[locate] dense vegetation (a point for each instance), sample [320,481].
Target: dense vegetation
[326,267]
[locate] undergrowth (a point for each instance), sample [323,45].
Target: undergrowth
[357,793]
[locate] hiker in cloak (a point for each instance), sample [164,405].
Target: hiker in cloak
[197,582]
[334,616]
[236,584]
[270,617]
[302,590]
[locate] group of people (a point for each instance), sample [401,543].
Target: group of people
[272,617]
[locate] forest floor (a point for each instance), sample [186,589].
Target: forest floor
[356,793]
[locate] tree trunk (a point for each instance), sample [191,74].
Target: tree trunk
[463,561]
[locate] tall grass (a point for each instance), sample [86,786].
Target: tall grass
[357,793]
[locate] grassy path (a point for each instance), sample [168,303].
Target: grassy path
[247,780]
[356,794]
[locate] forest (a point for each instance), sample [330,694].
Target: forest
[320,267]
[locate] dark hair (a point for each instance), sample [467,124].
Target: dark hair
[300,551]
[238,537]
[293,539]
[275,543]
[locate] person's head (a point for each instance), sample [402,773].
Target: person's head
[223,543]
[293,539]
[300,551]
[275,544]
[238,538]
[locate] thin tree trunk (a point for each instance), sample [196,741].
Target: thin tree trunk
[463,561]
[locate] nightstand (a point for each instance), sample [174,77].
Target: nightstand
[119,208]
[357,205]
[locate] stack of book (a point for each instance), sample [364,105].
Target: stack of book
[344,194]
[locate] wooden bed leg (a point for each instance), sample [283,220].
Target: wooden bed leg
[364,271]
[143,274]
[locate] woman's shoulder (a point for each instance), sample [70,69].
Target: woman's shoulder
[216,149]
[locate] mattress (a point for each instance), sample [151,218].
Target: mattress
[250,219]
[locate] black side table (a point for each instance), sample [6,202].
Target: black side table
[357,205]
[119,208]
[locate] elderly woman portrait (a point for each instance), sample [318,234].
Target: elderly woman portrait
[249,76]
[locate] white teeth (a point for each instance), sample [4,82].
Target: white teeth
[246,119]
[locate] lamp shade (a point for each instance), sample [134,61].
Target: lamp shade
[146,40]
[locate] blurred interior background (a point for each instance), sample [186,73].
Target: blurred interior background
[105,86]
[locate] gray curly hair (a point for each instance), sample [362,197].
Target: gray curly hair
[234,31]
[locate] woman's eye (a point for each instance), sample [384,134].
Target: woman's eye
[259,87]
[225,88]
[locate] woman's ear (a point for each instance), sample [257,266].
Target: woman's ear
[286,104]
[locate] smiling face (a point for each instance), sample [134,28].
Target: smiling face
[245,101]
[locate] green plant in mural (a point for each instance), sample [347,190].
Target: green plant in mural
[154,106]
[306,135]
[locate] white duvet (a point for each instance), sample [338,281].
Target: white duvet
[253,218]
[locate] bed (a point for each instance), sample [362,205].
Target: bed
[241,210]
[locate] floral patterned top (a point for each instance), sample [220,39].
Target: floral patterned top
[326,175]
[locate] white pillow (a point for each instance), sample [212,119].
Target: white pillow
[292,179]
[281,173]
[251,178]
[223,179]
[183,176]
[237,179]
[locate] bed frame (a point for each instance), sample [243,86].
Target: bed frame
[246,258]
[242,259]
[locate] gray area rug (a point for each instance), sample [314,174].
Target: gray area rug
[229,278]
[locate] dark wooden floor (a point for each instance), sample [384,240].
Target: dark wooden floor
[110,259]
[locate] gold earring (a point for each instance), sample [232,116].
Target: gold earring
■ ■ ■
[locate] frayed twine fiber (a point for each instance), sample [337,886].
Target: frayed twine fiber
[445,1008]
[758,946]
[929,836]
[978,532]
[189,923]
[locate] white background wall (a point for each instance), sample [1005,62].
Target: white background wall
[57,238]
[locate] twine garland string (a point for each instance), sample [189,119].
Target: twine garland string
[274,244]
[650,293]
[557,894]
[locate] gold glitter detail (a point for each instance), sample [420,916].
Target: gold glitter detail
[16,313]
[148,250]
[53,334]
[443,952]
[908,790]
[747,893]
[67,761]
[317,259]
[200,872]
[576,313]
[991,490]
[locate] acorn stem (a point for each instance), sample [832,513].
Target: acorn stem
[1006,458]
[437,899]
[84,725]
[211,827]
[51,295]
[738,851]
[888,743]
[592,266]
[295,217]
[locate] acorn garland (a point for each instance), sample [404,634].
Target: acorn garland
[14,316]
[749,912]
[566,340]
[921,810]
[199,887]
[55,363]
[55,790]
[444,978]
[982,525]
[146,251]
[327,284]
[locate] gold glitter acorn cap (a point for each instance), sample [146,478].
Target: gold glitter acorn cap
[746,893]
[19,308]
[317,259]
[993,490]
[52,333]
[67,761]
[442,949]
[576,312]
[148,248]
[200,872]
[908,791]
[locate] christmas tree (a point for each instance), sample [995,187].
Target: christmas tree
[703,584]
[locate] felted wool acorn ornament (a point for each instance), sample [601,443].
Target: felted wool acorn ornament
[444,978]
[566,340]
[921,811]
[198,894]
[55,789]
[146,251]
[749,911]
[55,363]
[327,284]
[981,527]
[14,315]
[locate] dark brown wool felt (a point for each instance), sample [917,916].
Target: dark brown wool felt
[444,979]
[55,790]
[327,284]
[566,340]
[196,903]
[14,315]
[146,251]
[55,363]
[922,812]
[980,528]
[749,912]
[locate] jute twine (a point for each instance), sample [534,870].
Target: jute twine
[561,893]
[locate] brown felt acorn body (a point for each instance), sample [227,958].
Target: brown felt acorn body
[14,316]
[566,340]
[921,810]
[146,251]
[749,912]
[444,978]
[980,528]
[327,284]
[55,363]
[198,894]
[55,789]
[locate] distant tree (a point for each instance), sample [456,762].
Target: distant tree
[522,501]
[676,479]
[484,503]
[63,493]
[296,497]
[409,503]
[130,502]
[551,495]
■ ■ ■
Please copy everything in the material from the line containing "[locate] floral patterned" down to the line containing "Target: gold earring", both of those lines included, without changing a character.

The solution
[locate] floral patterned top (a point for each instance), sample [220,39].
Target: floral patterned top
[326,175]
[locate] white pillow (a point for each instance), sample [212,119].
Target: white pillow
[292,179]
[281,173]
[251,178]
[223,179]
[183,176]
[237,179]
[locate] bed frame (a point for each instance), sample [243,86].
Target: bed frame
[246,258]
[242,259]
[locate] gray area rug (a point for each instance), sample [314,174].
Target: gray area rug
[229,278]
[locate] dark wooden floor (a point for each instance), sample [384,240].
Target: dark wooden floor
[110,259]
[locate] gold earring (a point for each instance), sample [232,116].
Target: gold earring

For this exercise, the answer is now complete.